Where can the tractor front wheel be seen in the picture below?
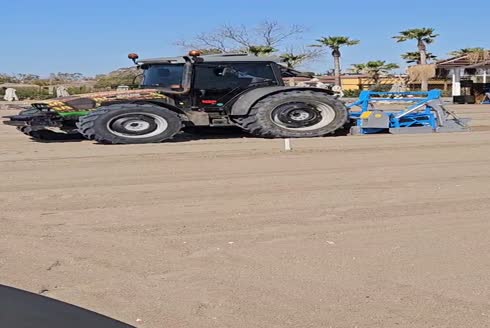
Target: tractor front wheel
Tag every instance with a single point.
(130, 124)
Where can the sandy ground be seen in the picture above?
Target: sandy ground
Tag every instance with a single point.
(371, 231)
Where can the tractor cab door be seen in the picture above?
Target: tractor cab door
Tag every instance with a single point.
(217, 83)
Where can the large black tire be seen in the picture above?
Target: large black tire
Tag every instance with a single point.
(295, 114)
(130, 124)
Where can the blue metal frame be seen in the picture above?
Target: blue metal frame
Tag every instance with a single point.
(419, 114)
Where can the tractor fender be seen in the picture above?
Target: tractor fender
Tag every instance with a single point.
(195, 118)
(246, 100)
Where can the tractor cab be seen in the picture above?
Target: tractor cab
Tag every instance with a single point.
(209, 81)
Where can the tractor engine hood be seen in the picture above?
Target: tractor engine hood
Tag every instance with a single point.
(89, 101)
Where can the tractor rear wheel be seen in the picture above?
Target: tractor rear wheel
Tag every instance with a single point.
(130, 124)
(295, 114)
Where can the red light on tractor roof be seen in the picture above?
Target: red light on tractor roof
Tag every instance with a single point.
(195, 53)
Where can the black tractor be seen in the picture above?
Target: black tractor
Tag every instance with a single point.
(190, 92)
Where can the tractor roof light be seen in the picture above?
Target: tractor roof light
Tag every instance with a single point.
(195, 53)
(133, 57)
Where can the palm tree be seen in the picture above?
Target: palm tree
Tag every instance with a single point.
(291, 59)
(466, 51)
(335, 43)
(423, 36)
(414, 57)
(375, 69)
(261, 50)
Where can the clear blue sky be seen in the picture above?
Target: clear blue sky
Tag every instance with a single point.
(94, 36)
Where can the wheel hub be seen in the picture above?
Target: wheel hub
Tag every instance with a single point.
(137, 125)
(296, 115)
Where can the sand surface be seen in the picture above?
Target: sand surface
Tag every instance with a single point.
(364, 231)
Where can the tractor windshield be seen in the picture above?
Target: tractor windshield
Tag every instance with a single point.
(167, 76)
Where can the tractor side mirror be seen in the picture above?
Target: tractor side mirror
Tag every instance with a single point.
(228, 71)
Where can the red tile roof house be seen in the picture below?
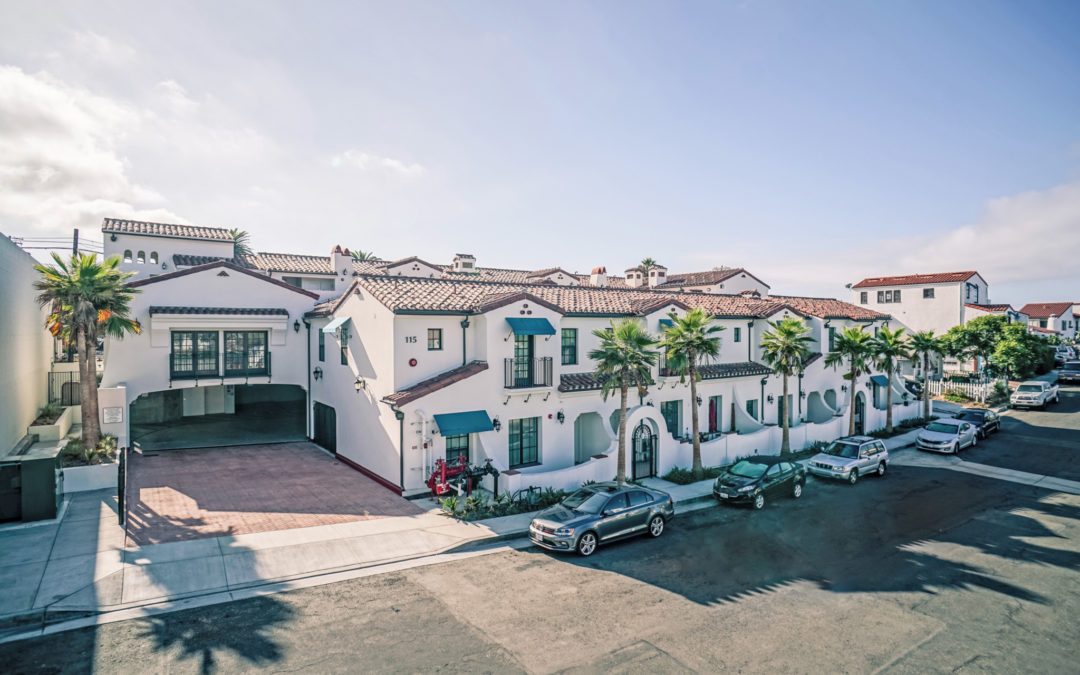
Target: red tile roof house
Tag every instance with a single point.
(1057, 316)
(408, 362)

What is required ▸ Produce an exact copy of the lines from the line containing "Target: wheel hub" to the end of the material, both ends included, and omit every picture.

Solution to this task ▸
Target: wheel hub
Tag every instance with a single point.
(137, 125)
(296, 115)
Where can the sand surface be seen in the picture above?
Target: sand surface
Tag every instance with a single point.
(364, 231)
Where can the tractor windshield be seen in the picture above?
Target: tractor windshield
Tag every instance with a single point.
(167, 76)
Where can the tractor side mirror be seen in the picture above?
Target: tractor side mirror
Tag every instance with a single point.
(228, 71)
Where can the red tile roof house be seen in the picture below?
Target: red tile roof house
Tag every instance with a single point.
(1057, 316)
(408, 362)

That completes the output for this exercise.